> Excerpted text:
::::
Isomerization can be carried out in a separate bed of the same reactor used in the deoxygenation reaction zone 40, or the isomerization can be carried out in a separate isomerization reactor 58. For ease of description, the following will address the embodiments where a separate reaction zone is employed for the first isomerization reaction zone 60. In an exemplary embodiment, the first isomerization reaction zone 60 includes an isomerization catalyst 62 positioned within an isomerization reactor 58, and is operated at isomerization conditions. The hydrocarbons with the n-paraffins in the enhanced hot separator bottoms stream 56 are contacted with the isomerization catalyst 62 in the presence of hydrogen to convert at least some of the n-paraffins into branched paraffins. Only minimal branching is required to overcome the poor cold-flow characteristics of the n-paraffins used in diesel or jet fuel. In some embodiments, the predominant isomerized paraffin product is a mono-branched hydrocarbon, because process conditions that produce significant branching also increase the risk of excessive cracking that reduces the yield of diesel or jet fuel. The hydrocarbons used in diesel and jet fuel generally have more carbons than the hydrocarbons used in gasoline, on average, and have a higher average boiling point. Besides improving the cold flow properties of diesel fuel, branched paraffins also increase the octane rating of gasoline fuels.
::::
> Stored data:
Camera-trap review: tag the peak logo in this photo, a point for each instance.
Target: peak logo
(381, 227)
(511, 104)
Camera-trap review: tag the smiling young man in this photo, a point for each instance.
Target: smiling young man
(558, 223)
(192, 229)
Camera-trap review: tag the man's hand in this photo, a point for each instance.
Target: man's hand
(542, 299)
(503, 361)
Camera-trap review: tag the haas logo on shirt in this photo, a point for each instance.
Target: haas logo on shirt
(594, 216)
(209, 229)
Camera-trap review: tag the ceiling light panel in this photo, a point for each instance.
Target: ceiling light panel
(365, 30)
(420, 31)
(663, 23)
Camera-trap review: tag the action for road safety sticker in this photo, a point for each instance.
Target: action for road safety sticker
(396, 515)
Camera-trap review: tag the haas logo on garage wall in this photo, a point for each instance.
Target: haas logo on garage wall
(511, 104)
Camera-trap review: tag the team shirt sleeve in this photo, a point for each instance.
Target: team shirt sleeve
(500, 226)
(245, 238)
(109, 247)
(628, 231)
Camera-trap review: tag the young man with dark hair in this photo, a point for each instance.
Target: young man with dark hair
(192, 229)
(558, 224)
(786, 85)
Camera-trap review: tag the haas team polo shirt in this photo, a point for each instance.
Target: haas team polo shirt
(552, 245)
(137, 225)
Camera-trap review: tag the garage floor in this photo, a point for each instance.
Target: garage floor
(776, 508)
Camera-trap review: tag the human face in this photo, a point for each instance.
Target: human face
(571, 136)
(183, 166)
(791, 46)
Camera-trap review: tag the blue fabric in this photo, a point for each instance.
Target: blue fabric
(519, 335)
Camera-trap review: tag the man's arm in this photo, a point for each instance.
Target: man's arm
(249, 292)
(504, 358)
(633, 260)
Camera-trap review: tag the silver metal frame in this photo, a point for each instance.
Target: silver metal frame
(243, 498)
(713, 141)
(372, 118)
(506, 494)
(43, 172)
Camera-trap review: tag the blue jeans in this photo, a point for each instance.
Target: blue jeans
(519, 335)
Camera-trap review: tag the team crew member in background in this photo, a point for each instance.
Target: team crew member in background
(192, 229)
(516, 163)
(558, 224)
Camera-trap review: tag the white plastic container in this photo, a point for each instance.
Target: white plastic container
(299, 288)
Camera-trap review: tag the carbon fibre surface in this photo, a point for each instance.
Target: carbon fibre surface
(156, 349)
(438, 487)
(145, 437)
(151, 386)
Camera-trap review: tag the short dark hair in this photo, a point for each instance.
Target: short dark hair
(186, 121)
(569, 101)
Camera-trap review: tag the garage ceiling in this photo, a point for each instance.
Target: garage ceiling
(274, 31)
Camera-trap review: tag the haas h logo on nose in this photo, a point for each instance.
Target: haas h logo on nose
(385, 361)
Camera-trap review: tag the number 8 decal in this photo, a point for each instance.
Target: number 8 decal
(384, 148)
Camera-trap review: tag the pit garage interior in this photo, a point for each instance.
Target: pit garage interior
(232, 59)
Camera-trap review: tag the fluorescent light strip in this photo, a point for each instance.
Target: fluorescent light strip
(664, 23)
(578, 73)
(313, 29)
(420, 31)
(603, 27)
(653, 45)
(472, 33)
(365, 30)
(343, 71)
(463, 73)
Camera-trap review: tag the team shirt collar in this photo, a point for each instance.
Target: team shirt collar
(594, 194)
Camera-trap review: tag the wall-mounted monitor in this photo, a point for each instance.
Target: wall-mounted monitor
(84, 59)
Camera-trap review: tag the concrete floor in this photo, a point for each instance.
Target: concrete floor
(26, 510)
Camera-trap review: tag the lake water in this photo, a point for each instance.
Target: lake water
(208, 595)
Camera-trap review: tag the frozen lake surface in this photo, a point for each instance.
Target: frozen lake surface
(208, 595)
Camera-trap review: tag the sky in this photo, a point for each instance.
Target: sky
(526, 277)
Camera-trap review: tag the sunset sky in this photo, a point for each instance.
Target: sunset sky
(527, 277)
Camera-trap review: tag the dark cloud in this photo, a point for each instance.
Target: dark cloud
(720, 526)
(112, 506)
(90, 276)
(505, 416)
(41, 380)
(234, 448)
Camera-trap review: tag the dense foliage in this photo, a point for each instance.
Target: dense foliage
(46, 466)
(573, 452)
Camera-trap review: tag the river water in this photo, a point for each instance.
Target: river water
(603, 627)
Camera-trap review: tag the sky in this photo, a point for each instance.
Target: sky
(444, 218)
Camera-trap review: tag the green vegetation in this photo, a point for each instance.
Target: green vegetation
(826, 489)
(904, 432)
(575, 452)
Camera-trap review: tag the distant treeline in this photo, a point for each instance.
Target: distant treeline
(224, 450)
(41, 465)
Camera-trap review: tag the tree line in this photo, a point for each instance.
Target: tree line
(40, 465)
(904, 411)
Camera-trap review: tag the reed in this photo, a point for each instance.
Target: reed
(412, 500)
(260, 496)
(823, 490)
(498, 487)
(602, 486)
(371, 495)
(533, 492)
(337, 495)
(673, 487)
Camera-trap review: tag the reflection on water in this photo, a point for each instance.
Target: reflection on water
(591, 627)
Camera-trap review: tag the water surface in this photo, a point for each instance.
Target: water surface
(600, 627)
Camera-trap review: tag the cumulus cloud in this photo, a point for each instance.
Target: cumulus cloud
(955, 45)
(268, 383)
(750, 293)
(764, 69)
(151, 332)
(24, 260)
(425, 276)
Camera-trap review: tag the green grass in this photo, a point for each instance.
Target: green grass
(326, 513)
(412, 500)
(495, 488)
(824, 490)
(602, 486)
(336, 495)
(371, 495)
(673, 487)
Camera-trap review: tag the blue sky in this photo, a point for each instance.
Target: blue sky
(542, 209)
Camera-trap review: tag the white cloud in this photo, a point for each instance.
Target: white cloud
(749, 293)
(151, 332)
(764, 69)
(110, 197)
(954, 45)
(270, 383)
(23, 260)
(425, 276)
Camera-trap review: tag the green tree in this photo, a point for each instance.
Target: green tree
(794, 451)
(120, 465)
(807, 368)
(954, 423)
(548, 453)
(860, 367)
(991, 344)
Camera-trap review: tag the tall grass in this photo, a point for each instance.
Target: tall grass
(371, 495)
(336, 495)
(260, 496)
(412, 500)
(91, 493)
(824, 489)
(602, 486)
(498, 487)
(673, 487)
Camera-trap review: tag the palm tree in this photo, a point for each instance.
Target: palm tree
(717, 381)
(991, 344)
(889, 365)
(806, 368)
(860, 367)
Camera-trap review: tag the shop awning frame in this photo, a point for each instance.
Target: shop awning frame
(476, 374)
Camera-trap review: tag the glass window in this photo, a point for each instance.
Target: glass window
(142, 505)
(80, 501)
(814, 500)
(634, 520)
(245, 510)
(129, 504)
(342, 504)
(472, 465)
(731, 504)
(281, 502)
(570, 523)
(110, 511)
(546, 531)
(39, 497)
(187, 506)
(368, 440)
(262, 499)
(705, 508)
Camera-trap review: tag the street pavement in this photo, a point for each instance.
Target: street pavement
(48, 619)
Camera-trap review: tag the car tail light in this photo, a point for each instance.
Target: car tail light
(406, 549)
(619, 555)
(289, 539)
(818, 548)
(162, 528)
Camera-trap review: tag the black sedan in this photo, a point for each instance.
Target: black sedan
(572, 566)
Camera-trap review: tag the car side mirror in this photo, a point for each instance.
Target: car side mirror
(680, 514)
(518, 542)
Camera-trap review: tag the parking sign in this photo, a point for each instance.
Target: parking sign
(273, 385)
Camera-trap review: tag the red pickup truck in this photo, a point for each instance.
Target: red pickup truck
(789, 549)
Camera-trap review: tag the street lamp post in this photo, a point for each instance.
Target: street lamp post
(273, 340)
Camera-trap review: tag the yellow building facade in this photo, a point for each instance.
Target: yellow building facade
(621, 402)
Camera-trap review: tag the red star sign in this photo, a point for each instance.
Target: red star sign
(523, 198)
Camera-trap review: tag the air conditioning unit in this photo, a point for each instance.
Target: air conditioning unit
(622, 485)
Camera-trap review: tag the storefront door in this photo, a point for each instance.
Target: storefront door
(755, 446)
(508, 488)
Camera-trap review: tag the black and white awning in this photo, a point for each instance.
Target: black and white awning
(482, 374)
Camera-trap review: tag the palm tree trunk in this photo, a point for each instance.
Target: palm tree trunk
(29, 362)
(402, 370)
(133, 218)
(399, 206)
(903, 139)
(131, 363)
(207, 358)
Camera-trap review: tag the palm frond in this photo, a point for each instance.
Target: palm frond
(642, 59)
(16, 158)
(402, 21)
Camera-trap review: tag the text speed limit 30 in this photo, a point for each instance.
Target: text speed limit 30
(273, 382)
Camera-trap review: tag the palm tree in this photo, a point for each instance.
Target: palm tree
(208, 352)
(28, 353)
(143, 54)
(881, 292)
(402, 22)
::::
> Exercise goal:
Please write what comes next in the isomerization passage above, starting after its last sentence.

> Exercise answer:
An isomerization effluent 64, which exits the first isomerization reaction zone 60, is a hydrocarbon stream rich in branched paraffins. By the term “rich” it is meant that the isomerization effluent 64 has a greater concentration of branched paraffins than the stream entering the first isomerization reaction zone 60, and in some embodiments includes greater than 50 mass percent branched paraffins. The isomerization effluent 64 may contain 70, 80, or 90 mass percent branched paraffins in some embodiments, but lower concentrations of branched paraffins are present in other embodiments. The degree of isomerization can be changed by adjusting the isomerization conditions. For example, a lower reactor temperature will decrease the degree of isomerization, and also decrease the degree of cracking in the first isomerization reaction zone 60.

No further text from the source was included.